▸ **The exercise**
Copy the lines starting at the one containing "[outline] menu board, every instance" and ending at the one containing "M12 60L10 60L10", changing every "wooden door" to "timber door" and nothing else. Leave the pictures out of your copy.

━━━ Exercise data ━━━

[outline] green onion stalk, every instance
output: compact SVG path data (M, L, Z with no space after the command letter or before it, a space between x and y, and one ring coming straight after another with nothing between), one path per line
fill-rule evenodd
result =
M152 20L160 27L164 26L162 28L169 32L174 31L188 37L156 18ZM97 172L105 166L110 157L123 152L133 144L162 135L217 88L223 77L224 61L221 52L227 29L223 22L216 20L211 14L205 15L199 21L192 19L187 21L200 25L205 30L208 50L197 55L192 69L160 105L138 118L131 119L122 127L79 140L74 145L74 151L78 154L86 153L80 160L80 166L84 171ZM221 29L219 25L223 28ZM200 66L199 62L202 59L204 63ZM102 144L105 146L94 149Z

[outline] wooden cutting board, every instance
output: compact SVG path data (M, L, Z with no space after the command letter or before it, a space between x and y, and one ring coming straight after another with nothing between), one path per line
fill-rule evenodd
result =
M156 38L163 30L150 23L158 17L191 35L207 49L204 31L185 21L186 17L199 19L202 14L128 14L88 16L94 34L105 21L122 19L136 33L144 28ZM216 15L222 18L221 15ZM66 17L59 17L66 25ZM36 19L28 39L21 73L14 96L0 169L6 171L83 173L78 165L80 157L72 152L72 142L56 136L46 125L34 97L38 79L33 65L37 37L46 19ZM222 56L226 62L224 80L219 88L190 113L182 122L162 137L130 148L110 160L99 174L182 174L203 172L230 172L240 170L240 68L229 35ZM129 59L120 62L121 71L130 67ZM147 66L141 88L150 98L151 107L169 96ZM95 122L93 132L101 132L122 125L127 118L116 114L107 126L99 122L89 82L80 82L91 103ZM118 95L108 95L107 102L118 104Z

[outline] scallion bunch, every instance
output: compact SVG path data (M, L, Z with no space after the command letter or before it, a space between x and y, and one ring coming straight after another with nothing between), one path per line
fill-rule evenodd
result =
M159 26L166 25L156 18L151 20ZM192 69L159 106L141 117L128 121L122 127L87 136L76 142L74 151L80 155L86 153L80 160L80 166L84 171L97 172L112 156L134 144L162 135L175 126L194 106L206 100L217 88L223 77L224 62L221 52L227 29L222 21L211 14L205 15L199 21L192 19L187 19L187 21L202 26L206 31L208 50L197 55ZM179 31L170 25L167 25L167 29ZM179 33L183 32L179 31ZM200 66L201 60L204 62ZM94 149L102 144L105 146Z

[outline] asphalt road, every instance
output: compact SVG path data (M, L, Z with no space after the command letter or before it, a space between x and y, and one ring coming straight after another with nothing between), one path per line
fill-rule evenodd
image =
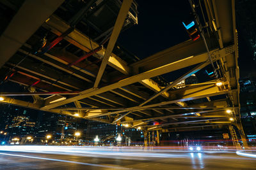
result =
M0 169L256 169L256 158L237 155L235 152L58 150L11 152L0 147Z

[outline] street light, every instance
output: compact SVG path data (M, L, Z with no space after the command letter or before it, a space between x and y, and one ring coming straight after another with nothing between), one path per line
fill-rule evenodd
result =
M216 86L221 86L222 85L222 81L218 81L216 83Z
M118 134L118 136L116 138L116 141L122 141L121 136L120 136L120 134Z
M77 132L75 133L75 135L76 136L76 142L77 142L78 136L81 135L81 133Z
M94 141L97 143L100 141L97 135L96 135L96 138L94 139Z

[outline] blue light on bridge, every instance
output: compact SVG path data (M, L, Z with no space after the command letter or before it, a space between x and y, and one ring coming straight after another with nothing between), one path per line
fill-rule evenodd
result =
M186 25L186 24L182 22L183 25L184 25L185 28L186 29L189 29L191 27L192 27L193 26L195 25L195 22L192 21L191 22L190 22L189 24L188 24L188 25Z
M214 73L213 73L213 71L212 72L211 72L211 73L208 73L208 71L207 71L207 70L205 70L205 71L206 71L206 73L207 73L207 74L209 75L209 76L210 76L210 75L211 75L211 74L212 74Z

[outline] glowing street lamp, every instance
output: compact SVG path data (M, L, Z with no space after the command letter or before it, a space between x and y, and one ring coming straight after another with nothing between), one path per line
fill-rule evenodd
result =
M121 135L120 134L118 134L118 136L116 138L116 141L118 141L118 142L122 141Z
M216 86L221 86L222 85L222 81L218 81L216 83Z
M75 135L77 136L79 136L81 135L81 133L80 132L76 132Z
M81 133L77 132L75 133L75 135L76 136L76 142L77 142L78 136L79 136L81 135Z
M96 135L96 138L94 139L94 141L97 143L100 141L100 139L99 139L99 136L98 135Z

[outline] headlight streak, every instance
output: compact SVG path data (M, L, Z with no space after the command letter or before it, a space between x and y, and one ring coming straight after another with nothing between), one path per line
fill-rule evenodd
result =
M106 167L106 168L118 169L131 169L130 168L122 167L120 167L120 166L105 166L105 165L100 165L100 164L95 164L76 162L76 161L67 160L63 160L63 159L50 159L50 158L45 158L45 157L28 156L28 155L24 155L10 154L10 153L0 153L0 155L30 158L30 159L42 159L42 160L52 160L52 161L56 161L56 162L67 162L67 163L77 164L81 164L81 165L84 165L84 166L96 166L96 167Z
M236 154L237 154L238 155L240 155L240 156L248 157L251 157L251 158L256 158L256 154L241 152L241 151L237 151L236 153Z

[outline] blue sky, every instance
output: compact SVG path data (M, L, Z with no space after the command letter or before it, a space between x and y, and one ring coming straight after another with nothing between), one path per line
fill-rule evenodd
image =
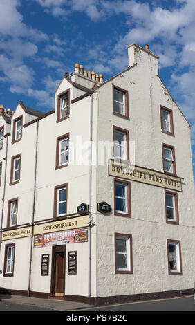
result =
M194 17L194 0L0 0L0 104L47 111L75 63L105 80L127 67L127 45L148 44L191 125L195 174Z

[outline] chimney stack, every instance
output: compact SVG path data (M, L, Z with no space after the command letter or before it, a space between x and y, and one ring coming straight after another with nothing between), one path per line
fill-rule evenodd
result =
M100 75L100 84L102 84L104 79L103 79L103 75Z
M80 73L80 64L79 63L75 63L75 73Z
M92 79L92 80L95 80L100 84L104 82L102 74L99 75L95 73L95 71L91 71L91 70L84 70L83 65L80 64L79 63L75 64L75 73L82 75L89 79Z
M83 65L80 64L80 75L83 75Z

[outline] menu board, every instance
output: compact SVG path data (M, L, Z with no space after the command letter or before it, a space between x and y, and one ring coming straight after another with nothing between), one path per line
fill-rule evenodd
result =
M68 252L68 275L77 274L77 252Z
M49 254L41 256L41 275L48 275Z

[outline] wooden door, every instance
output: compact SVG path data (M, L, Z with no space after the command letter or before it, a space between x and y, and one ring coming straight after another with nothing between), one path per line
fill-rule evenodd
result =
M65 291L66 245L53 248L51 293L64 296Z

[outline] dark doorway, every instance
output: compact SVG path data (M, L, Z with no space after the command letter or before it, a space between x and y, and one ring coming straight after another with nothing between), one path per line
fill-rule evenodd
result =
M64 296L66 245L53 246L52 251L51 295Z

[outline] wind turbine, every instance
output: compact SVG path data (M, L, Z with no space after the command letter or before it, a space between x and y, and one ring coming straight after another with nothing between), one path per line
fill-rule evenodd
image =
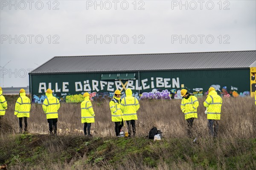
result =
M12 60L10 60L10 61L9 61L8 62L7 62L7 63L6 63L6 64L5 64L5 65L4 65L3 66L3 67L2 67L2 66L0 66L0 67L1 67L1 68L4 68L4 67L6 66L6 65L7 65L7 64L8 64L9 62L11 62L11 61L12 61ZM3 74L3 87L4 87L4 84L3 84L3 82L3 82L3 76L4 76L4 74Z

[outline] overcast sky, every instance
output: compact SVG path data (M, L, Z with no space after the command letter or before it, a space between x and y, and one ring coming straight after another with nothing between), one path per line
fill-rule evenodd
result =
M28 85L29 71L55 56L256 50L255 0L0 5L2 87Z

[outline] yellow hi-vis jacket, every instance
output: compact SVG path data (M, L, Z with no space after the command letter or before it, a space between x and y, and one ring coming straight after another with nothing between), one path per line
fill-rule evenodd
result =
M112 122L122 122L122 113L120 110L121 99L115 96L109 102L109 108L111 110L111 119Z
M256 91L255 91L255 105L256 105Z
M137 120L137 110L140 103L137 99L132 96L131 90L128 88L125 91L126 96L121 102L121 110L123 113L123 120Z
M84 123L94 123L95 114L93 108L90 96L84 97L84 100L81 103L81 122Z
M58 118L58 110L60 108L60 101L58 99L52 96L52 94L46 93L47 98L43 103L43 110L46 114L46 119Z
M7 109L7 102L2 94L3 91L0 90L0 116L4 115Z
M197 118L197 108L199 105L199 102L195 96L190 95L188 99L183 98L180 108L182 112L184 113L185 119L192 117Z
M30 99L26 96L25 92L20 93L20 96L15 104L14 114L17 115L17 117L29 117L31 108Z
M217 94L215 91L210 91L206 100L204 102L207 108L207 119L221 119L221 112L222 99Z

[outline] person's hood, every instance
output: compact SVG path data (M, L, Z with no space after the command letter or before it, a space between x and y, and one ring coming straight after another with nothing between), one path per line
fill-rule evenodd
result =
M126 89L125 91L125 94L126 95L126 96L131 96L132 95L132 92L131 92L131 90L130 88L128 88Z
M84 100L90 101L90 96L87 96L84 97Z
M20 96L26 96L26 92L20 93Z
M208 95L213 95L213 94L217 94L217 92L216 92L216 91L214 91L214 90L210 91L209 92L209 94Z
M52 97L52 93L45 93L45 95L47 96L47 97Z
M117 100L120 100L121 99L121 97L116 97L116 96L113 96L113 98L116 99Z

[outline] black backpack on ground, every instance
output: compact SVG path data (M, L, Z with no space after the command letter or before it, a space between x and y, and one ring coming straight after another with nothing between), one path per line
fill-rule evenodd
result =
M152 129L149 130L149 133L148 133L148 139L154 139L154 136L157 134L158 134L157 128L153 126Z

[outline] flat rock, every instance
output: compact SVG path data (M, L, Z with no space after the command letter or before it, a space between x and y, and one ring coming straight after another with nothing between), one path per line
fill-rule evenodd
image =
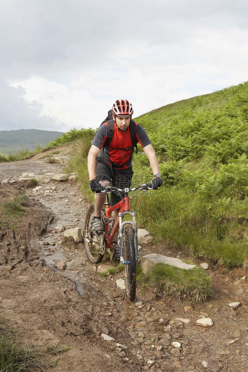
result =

━━━
━━━ Exercise data ━━━

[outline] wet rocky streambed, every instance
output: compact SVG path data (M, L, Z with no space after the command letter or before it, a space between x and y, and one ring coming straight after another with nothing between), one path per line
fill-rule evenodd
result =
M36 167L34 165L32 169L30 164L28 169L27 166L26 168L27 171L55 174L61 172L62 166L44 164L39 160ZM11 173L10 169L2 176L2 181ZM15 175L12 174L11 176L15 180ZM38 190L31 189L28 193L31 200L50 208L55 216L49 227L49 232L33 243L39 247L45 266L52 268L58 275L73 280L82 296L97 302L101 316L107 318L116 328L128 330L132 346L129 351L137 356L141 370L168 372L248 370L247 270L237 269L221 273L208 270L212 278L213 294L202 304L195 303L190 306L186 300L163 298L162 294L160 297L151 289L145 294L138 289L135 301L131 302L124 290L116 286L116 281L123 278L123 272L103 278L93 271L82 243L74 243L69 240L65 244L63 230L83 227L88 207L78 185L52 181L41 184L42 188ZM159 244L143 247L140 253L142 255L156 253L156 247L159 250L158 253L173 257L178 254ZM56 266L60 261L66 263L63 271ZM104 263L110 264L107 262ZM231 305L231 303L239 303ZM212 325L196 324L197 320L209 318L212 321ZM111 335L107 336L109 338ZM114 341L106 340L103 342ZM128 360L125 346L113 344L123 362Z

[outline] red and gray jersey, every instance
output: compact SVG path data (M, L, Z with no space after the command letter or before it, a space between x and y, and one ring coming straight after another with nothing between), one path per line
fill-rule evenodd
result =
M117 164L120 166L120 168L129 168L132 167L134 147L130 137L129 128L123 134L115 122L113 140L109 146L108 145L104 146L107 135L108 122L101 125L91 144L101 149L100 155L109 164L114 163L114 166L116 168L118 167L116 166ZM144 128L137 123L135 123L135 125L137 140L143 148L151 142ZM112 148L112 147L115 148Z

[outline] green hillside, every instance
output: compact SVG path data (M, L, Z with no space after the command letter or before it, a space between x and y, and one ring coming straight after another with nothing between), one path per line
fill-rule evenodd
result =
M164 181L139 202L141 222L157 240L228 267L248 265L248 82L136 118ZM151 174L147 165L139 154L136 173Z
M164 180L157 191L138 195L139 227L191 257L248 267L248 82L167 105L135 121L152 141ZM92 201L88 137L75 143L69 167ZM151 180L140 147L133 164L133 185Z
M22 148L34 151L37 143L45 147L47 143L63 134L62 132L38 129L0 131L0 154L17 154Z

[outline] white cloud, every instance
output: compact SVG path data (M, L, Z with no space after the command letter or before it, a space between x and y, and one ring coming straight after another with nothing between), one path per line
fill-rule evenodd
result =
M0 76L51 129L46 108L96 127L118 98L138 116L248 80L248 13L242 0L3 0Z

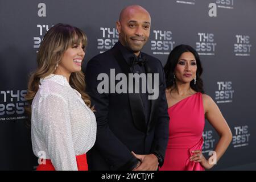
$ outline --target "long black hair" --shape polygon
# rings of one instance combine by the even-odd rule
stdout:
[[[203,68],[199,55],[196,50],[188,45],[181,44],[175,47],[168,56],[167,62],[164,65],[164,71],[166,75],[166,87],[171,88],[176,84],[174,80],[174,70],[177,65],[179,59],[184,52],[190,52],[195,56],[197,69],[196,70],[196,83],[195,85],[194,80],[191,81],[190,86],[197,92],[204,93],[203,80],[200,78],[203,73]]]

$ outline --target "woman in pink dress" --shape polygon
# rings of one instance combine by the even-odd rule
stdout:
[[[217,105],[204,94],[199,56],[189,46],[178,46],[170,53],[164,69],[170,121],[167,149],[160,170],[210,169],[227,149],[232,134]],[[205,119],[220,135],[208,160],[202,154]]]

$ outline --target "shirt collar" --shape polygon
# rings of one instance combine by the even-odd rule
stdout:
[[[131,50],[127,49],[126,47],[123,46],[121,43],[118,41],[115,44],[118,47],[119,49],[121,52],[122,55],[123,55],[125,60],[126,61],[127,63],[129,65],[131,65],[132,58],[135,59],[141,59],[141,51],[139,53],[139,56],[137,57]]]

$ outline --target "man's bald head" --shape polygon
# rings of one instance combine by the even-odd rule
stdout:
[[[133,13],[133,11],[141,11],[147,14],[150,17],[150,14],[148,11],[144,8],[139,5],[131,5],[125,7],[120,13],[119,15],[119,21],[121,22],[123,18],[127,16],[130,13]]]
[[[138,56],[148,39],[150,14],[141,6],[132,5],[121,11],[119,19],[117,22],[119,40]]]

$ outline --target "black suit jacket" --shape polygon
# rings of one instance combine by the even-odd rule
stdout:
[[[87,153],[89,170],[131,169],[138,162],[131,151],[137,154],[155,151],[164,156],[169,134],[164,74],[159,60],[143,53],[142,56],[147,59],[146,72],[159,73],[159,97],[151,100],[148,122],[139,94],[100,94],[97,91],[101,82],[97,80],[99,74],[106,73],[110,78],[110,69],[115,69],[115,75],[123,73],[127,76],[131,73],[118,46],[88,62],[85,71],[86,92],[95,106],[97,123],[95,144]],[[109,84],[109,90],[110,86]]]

━━━
━━━ Exercise data ━━━

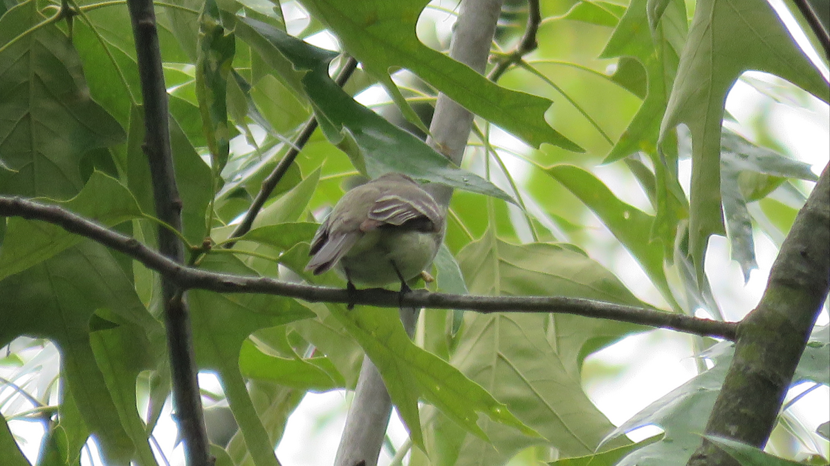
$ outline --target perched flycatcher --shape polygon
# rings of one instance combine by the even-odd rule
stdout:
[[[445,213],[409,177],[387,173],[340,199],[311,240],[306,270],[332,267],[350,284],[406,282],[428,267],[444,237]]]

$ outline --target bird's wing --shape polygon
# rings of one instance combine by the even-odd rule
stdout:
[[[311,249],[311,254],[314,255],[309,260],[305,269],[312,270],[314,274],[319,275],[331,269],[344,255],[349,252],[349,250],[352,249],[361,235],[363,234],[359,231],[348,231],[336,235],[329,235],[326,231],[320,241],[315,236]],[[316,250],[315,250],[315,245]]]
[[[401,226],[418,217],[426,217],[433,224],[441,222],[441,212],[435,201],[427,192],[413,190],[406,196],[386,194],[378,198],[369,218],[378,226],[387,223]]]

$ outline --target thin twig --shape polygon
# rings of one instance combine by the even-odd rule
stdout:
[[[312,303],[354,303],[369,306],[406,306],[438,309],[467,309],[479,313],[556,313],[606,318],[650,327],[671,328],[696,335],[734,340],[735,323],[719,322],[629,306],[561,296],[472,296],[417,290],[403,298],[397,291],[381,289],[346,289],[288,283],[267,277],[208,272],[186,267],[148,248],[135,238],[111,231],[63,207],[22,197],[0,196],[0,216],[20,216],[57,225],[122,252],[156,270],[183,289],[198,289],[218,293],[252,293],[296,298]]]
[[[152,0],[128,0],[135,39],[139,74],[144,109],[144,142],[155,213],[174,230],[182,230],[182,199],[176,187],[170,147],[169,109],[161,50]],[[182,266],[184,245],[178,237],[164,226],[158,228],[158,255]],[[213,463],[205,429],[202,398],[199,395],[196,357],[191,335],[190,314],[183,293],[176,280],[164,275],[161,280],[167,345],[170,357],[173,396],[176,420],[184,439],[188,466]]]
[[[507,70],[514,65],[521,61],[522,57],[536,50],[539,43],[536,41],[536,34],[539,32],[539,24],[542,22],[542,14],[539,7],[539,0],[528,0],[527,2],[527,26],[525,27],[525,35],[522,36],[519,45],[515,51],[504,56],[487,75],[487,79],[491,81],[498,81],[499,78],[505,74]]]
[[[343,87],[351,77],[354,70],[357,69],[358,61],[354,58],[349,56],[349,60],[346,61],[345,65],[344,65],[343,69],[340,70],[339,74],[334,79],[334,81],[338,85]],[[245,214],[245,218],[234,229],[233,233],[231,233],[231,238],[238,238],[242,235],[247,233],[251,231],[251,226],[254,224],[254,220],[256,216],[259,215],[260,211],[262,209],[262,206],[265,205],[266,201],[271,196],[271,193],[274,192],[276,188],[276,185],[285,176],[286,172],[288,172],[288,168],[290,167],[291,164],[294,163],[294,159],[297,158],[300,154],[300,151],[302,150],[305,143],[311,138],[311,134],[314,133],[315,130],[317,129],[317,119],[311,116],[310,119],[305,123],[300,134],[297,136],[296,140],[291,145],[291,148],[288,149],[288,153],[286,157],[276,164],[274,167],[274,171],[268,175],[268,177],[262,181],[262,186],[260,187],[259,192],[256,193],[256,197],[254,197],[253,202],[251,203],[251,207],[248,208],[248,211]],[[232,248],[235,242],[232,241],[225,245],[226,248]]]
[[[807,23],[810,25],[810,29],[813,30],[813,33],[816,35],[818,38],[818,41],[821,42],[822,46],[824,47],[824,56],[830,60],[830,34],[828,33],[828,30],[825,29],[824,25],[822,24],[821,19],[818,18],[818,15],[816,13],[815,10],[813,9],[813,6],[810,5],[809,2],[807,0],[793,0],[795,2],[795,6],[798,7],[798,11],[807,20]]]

━━━

▸ **Expected output**
[outline] menu board, every instance
output: compact SVG path data (M, L, Z with no space after the command letter or before it, a space between x and y, and one ring coming straight after another with nothing between), one path per line
fill-rule evenodd
result =
M68 252L68 275L77 274L77 252Z
M49 254L41 256L41 275L48 275Z

[outline] timber door, every instance
output: compact SVG path data (M, L, Z with no space after the command letter or before it, a space between x and y, and one ring coming straight after another with nothing between), one path per line
fill-rule evenodd
result =
M65 291L66 245L53 248L51 293L64 296Z

[outline] dark doorway, every instance
output: compact SVG path data (M, L, Z with no space after the command letter or before it, a space between x and y, and one ring coming straight after another with nothing between), one path per line
fill-rule evenodd
result =
M64 296L66 245L53 246L52 251L51 295Z

[outline] wind turbine, every instance
output: compact SVG path data (M, L, Z with no space after the command letter or before it, a space between x and y, and one ring coming straight after another with nothing between), one path per line
fill-rule evenodd
image =
result =
M12 60L10 60L10 61L9 61L8 62L7 62L7 63L6 63L6 64L5 64L5 65L4 65L3 66L3 67L2 67L2 66L0 66L0 67L1 67L1 68L4 68L4 67L6 66L6 65L7 65L7 64L8 64L9 62L11 62L11 61L12 61ZM3 74L3 87L4 87L4 84L3 84L3 82L3 82L3 76L4 76L4 74Z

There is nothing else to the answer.